## 本文

━━━

マンガ編集者の原点 Vol.10 [バックナンバー]
「天は赤い河のほとり」「花にけだもの」の萩原綾乃(小学館ちゃお編集部)
「ずっと初恋について考え続けた30年だった」
2024年7月16日 15:00 5
マンガ家が作品を発表するのに、経験豊富なマンガ編集者の存在は重要だ。しかし誰にでも“初めて”がある。ヒット作を輩出してきた優秀な編集者も、成功だけではない経験を経ているはず。名作を生み出す売れっ子編集者が、最初にどんな連載作品を手がけたのか──いわば「担当デビュー作」について当時を振り返りながら語ってもらい、マンガ家と編集者の関係や、編集者が作品に及ぼす影響などに迫る連載シリーズ。2022年に反響を呼んだ同連載が、2年ぶりに帰ってきた。
今回登場してもらったのは、小学館ちゃお編集長の萩原綾乃氏。1994年の入社以降、ハイティーンからローティーンまで、少女マンガの編集一筋だ。担当作家は、
取材・
“ドジっ子編集長”の原点は「ときめきトゥナイト」と「キャプテン翼」
本人曰く、「今でいう陰キャだった」。私の目の前にいる、ニコニコしてパワフルで、覇気と才気がほとばしっている萩原氏からは想像できない言葉だ。お話が大好きで、本はもちろん、ドラマや落語も楽しむ子供だった。
「放課後運動をしないでうちに帰ってマンガを読むことが多かったですね。おそらく小学館の全編集部の中で一番のドジっ子編集長だと思うんですけど(笑)、当時から忘れ物が多かったり、ちょっとぼーっとしている子でした」
姉がおり、ちゃお、りぼん(集英社)、なかよし(講談社)、ひとみ(秋田書店)の4誌を読んでいたという。
「姉の影響で、かなり早い頃からマンガを読んでいました。姉妹で月に2冊ずつマンガ誌を買ってもらえていたんです。当時はちゃおとひとみがどマイナーでしたね(笑)」
そんな萩原氏のマンガライフで、最初にハマったのは池野恋「ときめきトゥナイト」だった。
「もう、大好きで! 私は、マンガの中にイケメンを出すことにおいては命をかけてるのですが、男子像については今も真壁くんの影響が強いですね。もう、カッコよくて……ちょっと斜に構えていたり、ボクシングをしているヒーローなんて初めてで、なんて面白い作品なんだろう!って夢中になりました」

━━━

## データセット行
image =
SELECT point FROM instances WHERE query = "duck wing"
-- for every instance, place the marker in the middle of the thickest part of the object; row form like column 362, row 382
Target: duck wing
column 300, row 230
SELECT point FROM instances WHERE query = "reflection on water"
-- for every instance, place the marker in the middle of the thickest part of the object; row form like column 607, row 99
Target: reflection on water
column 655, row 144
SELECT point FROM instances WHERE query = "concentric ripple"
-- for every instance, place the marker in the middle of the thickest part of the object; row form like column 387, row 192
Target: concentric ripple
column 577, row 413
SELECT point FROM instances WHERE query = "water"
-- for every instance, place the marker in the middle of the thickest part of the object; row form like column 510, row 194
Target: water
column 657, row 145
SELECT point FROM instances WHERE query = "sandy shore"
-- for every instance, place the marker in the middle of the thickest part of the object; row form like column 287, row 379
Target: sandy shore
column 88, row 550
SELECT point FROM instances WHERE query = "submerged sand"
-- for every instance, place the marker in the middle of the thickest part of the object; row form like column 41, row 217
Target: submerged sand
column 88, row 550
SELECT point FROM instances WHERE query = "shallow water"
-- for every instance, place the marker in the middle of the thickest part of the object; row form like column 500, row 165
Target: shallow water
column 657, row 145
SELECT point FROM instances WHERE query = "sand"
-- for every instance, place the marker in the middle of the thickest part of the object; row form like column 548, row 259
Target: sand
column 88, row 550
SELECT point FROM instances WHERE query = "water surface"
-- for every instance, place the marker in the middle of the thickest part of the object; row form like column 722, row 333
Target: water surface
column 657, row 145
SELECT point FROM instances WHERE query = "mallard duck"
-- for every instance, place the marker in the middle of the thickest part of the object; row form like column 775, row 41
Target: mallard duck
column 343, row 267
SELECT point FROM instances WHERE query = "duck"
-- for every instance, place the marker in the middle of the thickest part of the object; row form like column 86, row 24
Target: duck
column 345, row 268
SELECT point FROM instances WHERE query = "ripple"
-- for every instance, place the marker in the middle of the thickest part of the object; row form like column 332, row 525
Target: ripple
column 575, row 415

━━━

## 課題
本文のうち「そんな萩原氏のマンガライフで」を含む箇所から書き始め、「ろう!って夢中になりました」」の直後で止めて、その範囲を一字一句違えずに書き写すこと。 このレコードは作業に使用しない。

## 出力結果
そんな萩原氏のマンガライフで、最初にハマったのは池野恋「ときめきトゥナイト」だった。
「もう、大好きで! 私は、マンガの中にイケメンを出すことにおいては命をかけてるのですが、男子像については今も真壁くんの影響が強いですね。もう、カッコよくて……ちょっと斜に構えていたり、ボクシングをしているヒーローなんて初めてで、なんて面白い作品なんだろう!って夢中になりました」